◆ Compito scritto a
Elenca tutte le date in formato giorno.mese.anno che compaiono nel testo sul registro di carico e scarico dei rifiuti.

Registro di carico e scarico dei rifiuti.Sanzione per irregolare tenuta

di Marcello FRANCO


La Provincia di Macerata, avendo rilevato un “disallineamento” della più recente Cassazione (Cass., Sez. III Penale, 24.02.2017, n. 9132) rispetto a precedenti pronunciamenti ed alla prassi corrente, si è rivolta al Ministero con apposito interpello ex art. 3-septies del medesimo decreto per avere indicazioni in merito alla sanzione applicabile in caso di detenzione del registro di carico e scarico dei rifiuti in luogo diverso da quello prescritto dall’art. 190, comma 10, del d.lgs. n. 152/2006, e quindi in violazione di detto obbligo (interpello del 23.12.2022).
La competente (per materia) Direzione Generale Economia Circolare ha risposto in data 03.05.2023, esprimendo un parere che, al di là della conclusione alla quale si è ritenuto di potere/dovere pervenire, mi ha particolarmente stupito per la superficialità con la quale tale Direzione ministeriale ha ritenuto di poter smentire una chiara pronuncia di Cassazione.
Personalmente non ho mai considerato le sentenze di ogni ordine e grado, e quindi anche quelle della Cassazione come delle “verità rivelate”: il fatto che le sentenze vadano (sempre) rispettate non significa che il loro contenuto non possa essere (mai) messo in discussione; ma c’è modo e modo per criticarle.
In sintesi, secondo la sentenza n. 9132/2017 della Cassazione «L’obbligo di tenere i registri di carico e scarico presso ogni impianto di produzione, di stoccaggio, di recupero e di smaltimento dei rifiuti è previsto direttamente dalla legge (art. 190, [all’epoca] comma 3, d.lgs. n. 152 del 2006) ma la loro tenuta in altro luogo (nel caso di specie presso la sede legale) non è sanzionata direttamente (l’art. 258, d.lgs. n. 152 del 2006, sanziona amministrativamente l’omessa tenuta dei registri tour court)». Per l’esattezza, è sanzionata non solo «l’omessa tenuta dei registri tour cour)», ma anche il fatto di tenerlo «in modo incompleto»; comunque non risulta sanzionata “la conservazione in luogo diverso da quello prescritto”, quanto meno non è espressamente prevista tra i comportamenti cui si applicano le sanzioni di cui al citato art. 258 del d.lgs. n. 152.

◆ Compito scritto b
Impagina come tabella Markdown le righe dei record, partendo dalla riga che contiene "Where can the child be" e arrivando fino alla fine dei record, omettendo le righe vuote. Usa le colonne "N." e "Riga".

◆ Record dei dati

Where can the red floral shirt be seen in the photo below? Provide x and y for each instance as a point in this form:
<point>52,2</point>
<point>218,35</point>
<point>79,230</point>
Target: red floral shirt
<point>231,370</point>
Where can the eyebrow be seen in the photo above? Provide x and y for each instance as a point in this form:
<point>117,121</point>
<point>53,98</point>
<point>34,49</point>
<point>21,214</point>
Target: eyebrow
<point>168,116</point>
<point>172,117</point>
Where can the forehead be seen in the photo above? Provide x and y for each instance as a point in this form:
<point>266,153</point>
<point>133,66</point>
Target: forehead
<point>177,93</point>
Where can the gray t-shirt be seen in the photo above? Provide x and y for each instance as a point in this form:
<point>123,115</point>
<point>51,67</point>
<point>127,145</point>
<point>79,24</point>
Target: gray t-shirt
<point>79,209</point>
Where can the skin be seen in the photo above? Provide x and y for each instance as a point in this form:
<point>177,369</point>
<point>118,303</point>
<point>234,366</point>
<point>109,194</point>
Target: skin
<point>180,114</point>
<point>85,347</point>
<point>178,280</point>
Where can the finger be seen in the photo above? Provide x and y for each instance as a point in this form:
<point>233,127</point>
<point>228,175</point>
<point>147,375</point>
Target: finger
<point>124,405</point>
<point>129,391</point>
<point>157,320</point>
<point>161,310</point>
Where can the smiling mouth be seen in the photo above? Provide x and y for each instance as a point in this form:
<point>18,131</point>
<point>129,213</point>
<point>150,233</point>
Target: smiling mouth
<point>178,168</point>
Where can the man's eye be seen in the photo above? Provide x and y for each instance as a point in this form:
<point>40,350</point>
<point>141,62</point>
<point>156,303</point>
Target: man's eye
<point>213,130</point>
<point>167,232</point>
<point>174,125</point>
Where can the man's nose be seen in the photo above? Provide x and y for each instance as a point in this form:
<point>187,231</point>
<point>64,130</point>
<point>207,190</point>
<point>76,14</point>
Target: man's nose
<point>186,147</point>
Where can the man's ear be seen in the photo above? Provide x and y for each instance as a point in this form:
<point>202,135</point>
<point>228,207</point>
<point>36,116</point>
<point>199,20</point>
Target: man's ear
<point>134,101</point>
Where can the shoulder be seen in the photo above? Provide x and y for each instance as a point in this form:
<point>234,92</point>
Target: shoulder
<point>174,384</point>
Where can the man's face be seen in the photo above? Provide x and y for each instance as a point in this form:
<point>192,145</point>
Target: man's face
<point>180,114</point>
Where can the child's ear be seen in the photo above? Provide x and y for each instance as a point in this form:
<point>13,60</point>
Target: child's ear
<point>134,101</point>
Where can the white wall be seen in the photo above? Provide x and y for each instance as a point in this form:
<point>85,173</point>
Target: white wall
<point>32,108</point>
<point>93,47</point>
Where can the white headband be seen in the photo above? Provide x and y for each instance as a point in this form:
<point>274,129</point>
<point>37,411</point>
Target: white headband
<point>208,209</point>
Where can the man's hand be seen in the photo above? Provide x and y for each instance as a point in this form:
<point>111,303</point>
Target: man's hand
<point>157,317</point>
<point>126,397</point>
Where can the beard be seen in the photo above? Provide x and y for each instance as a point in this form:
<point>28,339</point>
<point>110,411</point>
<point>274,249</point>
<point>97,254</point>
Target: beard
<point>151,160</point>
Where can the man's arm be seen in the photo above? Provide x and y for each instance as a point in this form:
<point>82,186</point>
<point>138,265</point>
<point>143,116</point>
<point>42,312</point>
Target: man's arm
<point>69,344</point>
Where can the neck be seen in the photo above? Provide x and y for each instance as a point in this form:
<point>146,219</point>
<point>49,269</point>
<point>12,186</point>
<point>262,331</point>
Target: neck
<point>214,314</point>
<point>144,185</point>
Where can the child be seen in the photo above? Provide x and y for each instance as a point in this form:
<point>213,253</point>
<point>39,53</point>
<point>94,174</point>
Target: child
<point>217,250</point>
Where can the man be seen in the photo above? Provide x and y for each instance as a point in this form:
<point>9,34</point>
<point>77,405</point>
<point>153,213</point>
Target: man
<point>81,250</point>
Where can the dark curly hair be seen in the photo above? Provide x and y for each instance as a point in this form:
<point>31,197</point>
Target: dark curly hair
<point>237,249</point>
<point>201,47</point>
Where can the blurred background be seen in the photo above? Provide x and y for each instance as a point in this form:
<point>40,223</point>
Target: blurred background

◆ Risposta completa a
- 24.02.2017
- 23.12.2022
- 03.05.2023

◆ Risposta completa b
| N. | Riga |
|---|---|
| 1 | Where can the child be seen in the photo above? Provide x and y for each instance as a point in this form: |
| 2 | <point>213,253</point> |
| 3 | <point>39,53</point> |
| 4 | <point>94,174</point> |
| 5 | Target: child |
| 6 | <point>217,250</point> |
| 7 | Where can the man be seen in the photo above? Provide x and y for each instance as a point in this form: |
| 8 | <point>9,34</point> |
| 9 | <point>77,405</point> |
| 10 | <point>153,213</point> |
| 11 | Target: man |
| 12 | <point>81,250</point> |
| 13 | Where can the dark curly hair be seen in the photo above? Provide x and y for each instance as a point in this form: |
| 14 | <point>31,197</point> |
| 15 | Target: dark curly hair |
| 16 | <point>237,249</point> |
| 17 | <point>201,47</point> |
| 18 | Where can the blurred background be seen in the photo above? Provide x and y for each instance as a point in this form: |
| 19 | <point>40,223</point> |
| 20 | Target: blurred background |